» **Task goal**
Extract every line from the records below that contains the word "OBJECT".

(Data items)
= = = =

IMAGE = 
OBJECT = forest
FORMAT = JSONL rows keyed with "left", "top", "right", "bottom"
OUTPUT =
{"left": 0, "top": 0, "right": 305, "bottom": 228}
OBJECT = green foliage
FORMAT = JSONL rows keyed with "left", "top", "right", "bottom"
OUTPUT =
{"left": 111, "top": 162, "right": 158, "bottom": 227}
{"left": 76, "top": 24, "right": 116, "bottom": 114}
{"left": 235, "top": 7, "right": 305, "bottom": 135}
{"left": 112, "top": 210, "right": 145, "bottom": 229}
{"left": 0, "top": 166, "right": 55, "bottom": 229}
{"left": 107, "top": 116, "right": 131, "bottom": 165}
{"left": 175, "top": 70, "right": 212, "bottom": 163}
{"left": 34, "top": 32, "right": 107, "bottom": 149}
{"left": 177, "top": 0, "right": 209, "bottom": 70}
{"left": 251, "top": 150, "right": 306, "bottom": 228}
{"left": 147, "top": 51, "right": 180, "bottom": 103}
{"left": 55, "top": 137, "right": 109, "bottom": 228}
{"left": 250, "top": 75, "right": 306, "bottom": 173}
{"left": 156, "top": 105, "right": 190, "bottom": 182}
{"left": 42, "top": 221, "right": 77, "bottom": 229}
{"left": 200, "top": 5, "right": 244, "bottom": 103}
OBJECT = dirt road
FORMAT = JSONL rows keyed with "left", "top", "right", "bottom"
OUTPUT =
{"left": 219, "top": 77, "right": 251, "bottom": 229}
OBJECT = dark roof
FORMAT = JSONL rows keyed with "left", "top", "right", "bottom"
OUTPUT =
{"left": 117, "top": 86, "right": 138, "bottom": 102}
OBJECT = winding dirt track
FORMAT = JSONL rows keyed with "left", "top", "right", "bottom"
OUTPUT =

= = = =

» **The completed task**
OBJECT = forest
OBJECT = green foliage
OBJECT = dirt road
OBJECT = dark roof
OBJECT = winding dirt track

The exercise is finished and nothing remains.